▸ TASK ITEM:
Transcribe the entries, keeping every character the same.

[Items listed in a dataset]
****************

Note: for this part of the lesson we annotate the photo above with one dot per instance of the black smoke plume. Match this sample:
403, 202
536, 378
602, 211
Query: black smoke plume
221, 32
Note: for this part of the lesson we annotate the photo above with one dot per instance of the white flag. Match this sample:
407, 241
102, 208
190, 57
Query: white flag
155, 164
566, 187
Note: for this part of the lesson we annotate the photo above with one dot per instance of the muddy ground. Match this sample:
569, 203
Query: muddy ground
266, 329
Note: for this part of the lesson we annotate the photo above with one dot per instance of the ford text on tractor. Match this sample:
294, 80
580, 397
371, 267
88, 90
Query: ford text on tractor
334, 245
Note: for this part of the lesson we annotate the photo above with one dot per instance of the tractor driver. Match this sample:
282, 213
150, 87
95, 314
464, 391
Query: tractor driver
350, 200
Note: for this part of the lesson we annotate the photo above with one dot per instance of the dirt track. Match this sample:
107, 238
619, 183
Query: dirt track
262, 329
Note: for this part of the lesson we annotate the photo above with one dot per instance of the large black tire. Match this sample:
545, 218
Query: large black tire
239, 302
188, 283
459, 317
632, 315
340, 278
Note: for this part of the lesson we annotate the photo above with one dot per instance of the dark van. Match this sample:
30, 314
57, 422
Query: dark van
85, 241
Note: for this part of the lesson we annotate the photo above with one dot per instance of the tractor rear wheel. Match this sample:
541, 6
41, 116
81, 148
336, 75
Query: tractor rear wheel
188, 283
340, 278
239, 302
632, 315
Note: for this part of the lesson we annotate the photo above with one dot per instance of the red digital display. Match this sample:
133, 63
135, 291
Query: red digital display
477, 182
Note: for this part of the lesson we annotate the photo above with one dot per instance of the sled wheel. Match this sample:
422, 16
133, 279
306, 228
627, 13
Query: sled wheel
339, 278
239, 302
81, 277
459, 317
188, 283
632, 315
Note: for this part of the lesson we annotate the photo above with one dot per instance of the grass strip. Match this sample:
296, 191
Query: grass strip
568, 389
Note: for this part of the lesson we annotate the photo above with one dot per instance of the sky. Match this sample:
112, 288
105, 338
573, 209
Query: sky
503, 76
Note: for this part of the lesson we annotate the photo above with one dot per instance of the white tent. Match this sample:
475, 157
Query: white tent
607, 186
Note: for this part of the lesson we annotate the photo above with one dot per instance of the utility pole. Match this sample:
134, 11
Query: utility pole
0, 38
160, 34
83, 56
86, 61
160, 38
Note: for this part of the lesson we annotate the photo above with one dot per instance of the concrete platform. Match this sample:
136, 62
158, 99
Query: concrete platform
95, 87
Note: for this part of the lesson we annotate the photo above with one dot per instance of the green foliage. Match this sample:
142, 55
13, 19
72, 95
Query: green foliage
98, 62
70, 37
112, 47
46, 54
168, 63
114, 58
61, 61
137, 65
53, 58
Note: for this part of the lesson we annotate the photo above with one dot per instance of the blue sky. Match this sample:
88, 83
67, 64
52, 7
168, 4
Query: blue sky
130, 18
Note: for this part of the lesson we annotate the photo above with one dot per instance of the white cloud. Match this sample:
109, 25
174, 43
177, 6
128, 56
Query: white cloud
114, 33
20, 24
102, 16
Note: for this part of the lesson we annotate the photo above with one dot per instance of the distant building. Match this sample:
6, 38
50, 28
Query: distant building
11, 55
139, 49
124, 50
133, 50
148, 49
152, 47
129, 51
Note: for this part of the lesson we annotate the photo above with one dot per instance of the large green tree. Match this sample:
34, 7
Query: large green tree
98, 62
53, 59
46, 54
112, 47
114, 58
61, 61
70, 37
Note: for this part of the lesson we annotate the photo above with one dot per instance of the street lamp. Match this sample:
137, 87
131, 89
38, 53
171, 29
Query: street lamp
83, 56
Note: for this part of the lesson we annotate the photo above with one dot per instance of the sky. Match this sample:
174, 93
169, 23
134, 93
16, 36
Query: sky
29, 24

****************

▸ RESULT:
Note: for this part of the lesson we annotate the photo above with one dot per instance of the black smoke plume. Match this sample:
403, 202
536, 378
602, 211
Query: black smoke plume
221, 32
Note: for this part of the lesson we annotate the photo above with one dot per instance of the white flag. Match this sample:
407, 241
102, 208
190, 57
Query: white flag
155, 164
566, 187
Note: for this part of the lesson we annotate the photo above with one dot per instance of the muddy ground. Match this sample:
569, 203
Query: muddy ground
266, 329
Note: for this part of the lesson we annotate the photo above with one dot per instance of the ford text on tractor. Match this sample:
294, 80
580, 397
371, 267
88, 90
Query: ford text on tractor
334, 245
Note: for this part of the lesson we annotate the photo above with one dot per instance of the tractor driver. Match this sample:
282, 213
150, 87
95, 314
464, 391
Query: tractor driver
350, 200
Note: for this part of the lesson we annotate the photo above with one dot per instance of the dirt track. Match this sample:
107, 238
619, 183
Query: dirt track
262, 329
Note: for this part of the lesson we annotate the photo above with one dot per instance of the large black tire. Match this sample:
545, 218
Query: large black tire
239, 302
188, 283
459, 317
632, 315
340, 278
Note: for this part of the lesson we annotate the photo above with one dot per instance of the dark van. Match this sample:
30, 314
57, 422
Query: dark van
85, 241
Note: for this part of the lesson we annotate the photo above with one dot per instance of the tractor rear wheel. Match this sample:
541, 6
41, 116
81, 148
336, 75
Query: tractor rear wheel
188, 283
340, 278
239, 302
632, 315
Note: for this part of the lesson we annotate the photo above with one dot per instance of the red digital display. Match this sample:
133, 63
135, 291
Query: red digital display
477, 182
Note: for this part of the lesson we annotate the photo above with one dot per instance of the sled wheel. Match this sample:
422, 16
133, 279
306, 228
627, 13
Query: sled wheel
339, 278
239, 302
81, 277
459, 317
188, 283
632, 315
Note: for this part of the lesson we annotate the photo above with one dot per instance of the grass strip. Match this sample:
296, 191
Query: grass strip
568, 389
Note: for this part of the lesson we annotate the photo above with one dot per instance of the sky. Match this sample:
112, 288
105, 338
573, 209
Query: sky
503, 76
Note: for this part of the lesson we annotate the photo above with one dot per instance of the white tent. Match this sample:
475, 157
Query: white tent
607, 186
Note: for this part of the lesson we annotate the photo above with one dot per instance of the utility pole. Match this sample:
134, 11
Query: utility pole
0, 38
160, 34
83, 56
86, 61
160, 38
Note: for this part of the lesson we annotate the photo above with one dot per instance of the concrete platform. Match this sample:
136, 62
158, 99
Query: concrete platform
95, 87
Note: for this part of the lesson we annotate the photo above with one dot per instance of the green foliage. Match this sample:
142, 55
13, 19
72, 95
Query: green foliage
98, 62
70, 37
112, 47
46, 54
168, 63
114, 58
61, 61
137, 65
53, 58
Note: for this part of the lesson we annotate the photo above with one dot per instance of the blue sky. Match this sample:
88, 83
67, 64
52, 7
168, 4
Query: blue sky
130, 18
Note: for this part of the lesson we annotate the photo above with one dot per instance of the white cloud. Match this sample:
109, 25
174, 43
177, 6
128, 56
Query: white cloud
114, 33
20, 24
102, 16
Note: for this part of the lesson we annotate the photo above with one dot per instance of the distant building. Match this sample:
6, 38
50, 28
Query: distant building
11, 55
139, 49
124, 50
133, 50
148, 49
152, 47
129, 51
Note: for this part of the lesson we annotate the photo above with one dot per instance of the large green tree. Match this sample:
34, 7
Query: large green tree
98, 62
53, 59
46, 54
112, 47
114, 58
61, 61
70, 37
Note: for this part of the lesson we annotate the photo above with one dot per instance of the street lamp. Match this sample:
137, 87
131, 89
38, 53
171, 29
Query: street lamp
83, 56
Note: for this part of the lesson we annotate the photo above with one dot per instance of the sky. Match this sample:
174, 93
169, 23
134, 93
16, 36
Query: sky
29, 24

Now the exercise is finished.